____ DOCUMENT EXTRACT
Continued performance issues

Incident Report for TrackAbout System

Resolved

We had a clean, well-performing 24 hours. We're going to close this incident while we continue to work with Azure Engineering on the root cause analysis. We'll share our findings in a post-mortem to this and the previous incidents on our status page.

Posted Nov 15, 2023 - 09:50 EST

Update

Today, we've been working on performance tuning and root cause analysis.

In recent weeks we have been experiencing anomalous behavior in the Azure environment, and we've engaged with Azure Engineering to get to the bottom of it. We had a good call today with a skilled engineer, but he needs to engage other members of the team to answer some of our questions.

For now, we have isolated the busiest database in our environment that was partly to blame for the outage. That database is in a dedicated, standalone server for now.

We have also increased our Azure SQL elastic pool service level objective by two full tiers to increase our performance headroom.

We are reducing the MAXDOP, or maximum degree of parallelism, across the database fleet. We hope to reduce the number of threads/workers per database. Running out of threads/workers was one symptom of our issues last night.
________
____ DATASET CONTENT
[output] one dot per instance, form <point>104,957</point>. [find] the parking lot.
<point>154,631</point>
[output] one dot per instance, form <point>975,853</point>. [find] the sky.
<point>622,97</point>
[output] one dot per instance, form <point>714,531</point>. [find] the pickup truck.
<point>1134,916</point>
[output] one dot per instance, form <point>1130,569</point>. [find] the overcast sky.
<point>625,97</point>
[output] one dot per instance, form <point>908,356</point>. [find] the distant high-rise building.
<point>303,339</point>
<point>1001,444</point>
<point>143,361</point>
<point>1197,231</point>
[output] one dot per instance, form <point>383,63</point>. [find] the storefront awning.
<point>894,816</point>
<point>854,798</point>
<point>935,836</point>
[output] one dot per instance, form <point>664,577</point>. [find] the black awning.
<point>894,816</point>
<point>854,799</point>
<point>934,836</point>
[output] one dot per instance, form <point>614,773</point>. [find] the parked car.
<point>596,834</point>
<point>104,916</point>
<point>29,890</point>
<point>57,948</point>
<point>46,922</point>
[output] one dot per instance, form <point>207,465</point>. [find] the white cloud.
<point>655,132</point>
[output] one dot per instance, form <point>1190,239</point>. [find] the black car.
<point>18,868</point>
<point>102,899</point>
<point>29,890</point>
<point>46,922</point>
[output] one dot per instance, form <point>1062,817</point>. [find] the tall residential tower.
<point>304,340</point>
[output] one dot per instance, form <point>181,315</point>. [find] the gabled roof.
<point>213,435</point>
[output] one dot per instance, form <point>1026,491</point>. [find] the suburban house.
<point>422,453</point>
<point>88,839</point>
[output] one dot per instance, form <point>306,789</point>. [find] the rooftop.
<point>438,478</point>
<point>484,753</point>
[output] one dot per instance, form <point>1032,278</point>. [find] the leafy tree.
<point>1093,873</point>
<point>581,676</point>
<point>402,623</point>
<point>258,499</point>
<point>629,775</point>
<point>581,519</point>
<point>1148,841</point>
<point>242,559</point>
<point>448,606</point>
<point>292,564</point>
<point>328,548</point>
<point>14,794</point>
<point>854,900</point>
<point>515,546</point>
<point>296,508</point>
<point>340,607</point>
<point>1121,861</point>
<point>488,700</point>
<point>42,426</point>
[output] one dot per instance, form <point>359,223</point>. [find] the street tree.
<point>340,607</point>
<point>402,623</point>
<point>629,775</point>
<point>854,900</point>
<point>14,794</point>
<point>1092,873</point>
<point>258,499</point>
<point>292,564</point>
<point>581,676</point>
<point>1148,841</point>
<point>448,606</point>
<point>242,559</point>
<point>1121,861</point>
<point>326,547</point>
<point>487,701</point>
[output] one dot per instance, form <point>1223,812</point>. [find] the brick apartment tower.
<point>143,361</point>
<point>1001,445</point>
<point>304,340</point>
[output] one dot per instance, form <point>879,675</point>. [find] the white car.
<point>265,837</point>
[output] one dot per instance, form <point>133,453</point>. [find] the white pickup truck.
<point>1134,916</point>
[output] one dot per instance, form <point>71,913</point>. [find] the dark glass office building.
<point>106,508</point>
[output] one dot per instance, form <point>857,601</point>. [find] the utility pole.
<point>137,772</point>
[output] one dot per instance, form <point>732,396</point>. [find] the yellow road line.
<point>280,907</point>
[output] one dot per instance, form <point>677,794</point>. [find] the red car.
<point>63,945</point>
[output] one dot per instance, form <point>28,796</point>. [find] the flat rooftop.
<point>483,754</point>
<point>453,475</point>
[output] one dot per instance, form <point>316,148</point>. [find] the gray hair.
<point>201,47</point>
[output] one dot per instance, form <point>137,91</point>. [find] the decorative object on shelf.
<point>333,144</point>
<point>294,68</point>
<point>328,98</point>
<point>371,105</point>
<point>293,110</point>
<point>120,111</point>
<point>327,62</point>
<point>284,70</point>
________
**WORK INSTRUCTION 1:** From the TrackAbout incident report, list each measure the update says the team took or is taking in response to the performance problems.
**WORK INSTRUCTION 2:** In the TrackAbout incident report, what symptom of the issues the night before is mentioned?
**WORK INSTRUCTION 3:** Write the next part of the TrackAbout incident report, picking up after its final sentence.

**TASK ANSWER 1:**
- Engaged with Azure Engineering to investigate the anomalous behavior in the Azure environment
- Isolated the busiest database on a dedicated, standalone server
- Increased the Azure SQL elastic pool service level objective by two full tiers
- Reduced MAXDOP (maximum degree of parallelism) across the database fleet

**TASK ANSWER 2:** Running out of threads/workers.

**TASK ANSWER 3:**
We've found some queries whose performance has gone awry, which can contribute to a cascade failure. We're working on those at present.

We are continuing to spend our time working on performance engineering.

Posted Nov 14, 2023 - 18:08 EST

Update

Performance appears to be looking much better at the moment. We don't have any more changes to make at this time. We're going to monitor the situation.

Posted Nov 14, 2023 - 07:18 EST

Monitoring

This is a continuation of the issue from earlier. We closed the incident too soon and could not append to it.

We've been getting reports from the field that users are unable to sync handhelds. This appears to be due to continued high database load.

Our Azure SQL Database elastic pool performance transition to a higher tier took 2.5 hours, which is 1.5 hours longer than we'd ever seen before.

That transition just now completed and we're monitoring performance.

Posted Nov 14, 2023 - 06:40 EST

This incident affected: Production Services (Production Application Web Site, Production TAMobile 6 Sync Services, TAMobile 7 iOS, TAMobile 7 Android).